[Named-object pointing records]
◇ ◇ ◇ ◇

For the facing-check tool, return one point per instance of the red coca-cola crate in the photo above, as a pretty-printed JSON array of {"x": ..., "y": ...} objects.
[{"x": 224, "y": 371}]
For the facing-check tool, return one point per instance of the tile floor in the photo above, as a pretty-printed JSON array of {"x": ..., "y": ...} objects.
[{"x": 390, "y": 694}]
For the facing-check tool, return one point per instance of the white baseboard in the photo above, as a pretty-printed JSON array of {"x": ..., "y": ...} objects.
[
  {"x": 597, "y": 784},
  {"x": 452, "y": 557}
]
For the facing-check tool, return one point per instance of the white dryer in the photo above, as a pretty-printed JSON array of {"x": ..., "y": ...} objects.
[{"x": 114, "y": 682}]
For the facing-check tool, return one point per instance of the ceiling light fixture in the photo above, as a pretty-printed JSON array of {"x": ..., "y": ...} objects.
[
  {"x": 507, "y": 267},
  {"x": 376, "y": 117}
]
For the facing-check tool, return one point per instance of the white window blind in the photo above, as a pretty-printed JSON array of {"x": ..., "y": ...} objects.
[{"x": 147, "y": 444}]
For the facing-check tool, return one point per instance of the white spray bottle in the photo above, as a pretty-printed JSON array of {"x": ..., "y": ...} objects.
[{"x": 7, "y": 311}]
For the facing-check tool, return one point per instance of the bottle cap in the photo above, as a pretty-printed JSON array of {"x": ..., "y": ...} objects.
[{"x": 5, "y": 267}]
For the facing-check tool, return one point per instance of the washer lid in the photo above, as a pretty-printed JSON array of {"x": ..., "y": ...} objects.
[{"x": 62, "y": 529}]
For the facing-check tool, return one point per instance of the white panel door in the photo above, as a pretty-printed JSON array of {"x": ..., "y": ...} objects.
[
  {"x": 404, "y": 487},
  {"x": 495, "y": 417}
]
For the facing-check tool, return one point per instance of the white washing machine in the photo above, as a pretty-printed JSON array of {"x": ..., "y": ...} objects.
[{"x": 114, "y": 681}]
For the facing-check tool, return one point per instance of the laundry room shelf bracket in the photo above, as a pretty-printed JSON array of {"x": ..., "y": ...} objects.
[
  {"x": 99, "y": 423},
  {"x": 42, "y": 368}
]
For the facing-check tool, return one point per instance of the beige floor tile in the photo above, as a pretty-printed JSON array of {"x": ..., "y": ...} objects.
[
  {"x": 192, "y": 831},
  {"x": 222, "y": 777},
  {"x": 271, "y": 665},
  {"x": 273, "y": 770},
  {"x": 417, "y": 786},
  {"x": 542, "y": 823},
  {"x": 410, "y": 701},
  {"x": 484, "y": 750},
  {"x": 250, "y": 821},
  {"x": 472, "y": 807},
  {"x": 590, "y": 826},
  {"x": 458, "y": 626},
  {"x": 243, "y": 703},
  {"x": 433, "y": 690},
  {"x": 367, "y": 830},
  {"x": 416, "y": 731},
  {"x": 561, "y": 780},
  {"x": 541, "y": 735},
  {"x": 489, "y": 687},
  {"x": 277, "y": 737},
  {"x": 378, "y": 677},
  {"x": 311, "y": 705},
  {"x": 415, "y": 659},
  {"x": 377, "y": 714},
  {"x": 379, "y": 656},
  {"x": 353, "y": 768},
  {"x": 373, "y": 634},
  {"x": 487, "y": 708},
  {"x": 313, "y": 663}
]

◇ ◇ ◇ ◇

WRITTEN REQUEST
Copy out each line exactly as written.

RESPONSE TO THE EXERCISE
For the facing-check tool, return one point per instance of the red coca-cola crate in the photo above, as a pretty-printed JSON array of {"x": ..., "y": ...} objects.
[{"x": 224, "y": 371}]
For the facing-check tool, return one point per instance of the tile floor in the photo above, as a pretty-printed JSON array of {"x": ..., "y": ...} objects.
[{"x": 390, "y": 694}]
For the facing-check tool, return one point per instance of the white baseboard in the photo above, as a pretty-printed JSON array of {"x": ..., "y": ...} objects.
[
  {"x": 597, "y": 784},
  {"x": 452, "y": 557}
]
For the facing-check tool, return one point per instance of the white dryer in the photo above, as a pretty-printed JSON array of {"x": ..., "y": ...} objects.
[{"x": 114, "y": 682}]
For the facing-check tool, return one point per instance of the ceiling light fixture in the photo above, as a pretty-printed JSON array of {"x": ..., "y": ...} objects.
[
  {"x": 507, "y": 267},
  {"x": 376, "y": 117}
]
For the facing-check tool, return one point per instance of the white window blind in the photo above, as a pretty-printed JSON array of {"x": ..., "y": ...} objects.
[{"x": 147, "y": 444}]
For the facing-check tool, return one point per instance of the white spray bottle in the photo above, as a pretty-printed JSON array of {"x": ..., "y": ...} objects.
[{"x": 7, "y": 311}]
For the facing-check tool, return one point per instance of the bottle cap in the photo above, as a pretty-printed JSON array of {"x": ..., "y": ...} objects.
[{"x": 5, "y": 267}]
For the facing-check tool, return one point per instance of the washer lid in the photo above, as a pretty-printed JSON array of {"x": ..., "y": ...} objects.
[{"x": 62, "y": 529}]
For the facing-check tool, return one point per instance of the white panel door in the photo above, as a pretty-printed JSON array of {"x": ..., "y": ...} objects.
[
  {"x": 404, "y": 487},
  {"x": 495, "y": 417}
]
For the facing-check tool, return one point per instance of the white washing machine in the photo above, as a pretty-printed JSON array of {"x": ..., "y": ...} objects.
[{"x": 114, "y": 681}]
For the facing-check tool, return one point per instance of the laundry room shelf bracket in the photo above, as a pretty-printed JSON array of {"x": ..., "y": ...} objects.
[
  {"x": 99, "y": 423},
  {"x": 42, "y": 368}
]
For the facing-check tool, return one point per instance of the beige floor tile in the photo above, as a pretty-printed JSON array of {"x": ..., "y": ...} objects.
[
  {"x": 192, "y": 831},
  {"x": 222, "y": 777},
  {"x": 271, "y": 665},
  {"x": 273, "y": 770},
  {"x": 417, "y": 786},
  {"x": 542, "y": 823},
  {"x": 410, "y": 701},
  {"x": 484, "y": 750},
  {"x": 250, "y": 821},
  {"x": 472, "y": 807},
  {"x": 590, "y": 826},
  {"x": 458, "y": 626},
  {"x": 243, "y": 703},
  {"x": 433, "y": 690},
  {"x": 367, "y": 830},
  {"x": 416, "y": 731},
  {"x": 561, "y": 780},
  {"x": 541, "y": 735},
  {"x": 489, "y": 687},
  {"x": 277, "y": 737},
  {"x": 378, "y": 677},
  {"x": 311, "y": 705},
  {"x": 415, "y": 659},
  {"x": 377, "y": 714},
  {"x": 379, "y": 656},
  {"x": 353, "y": 768},
  {"x": 373, "y": 634},
  {"x": 487, "y": 708},
  {"x": 313, "y": 663}
]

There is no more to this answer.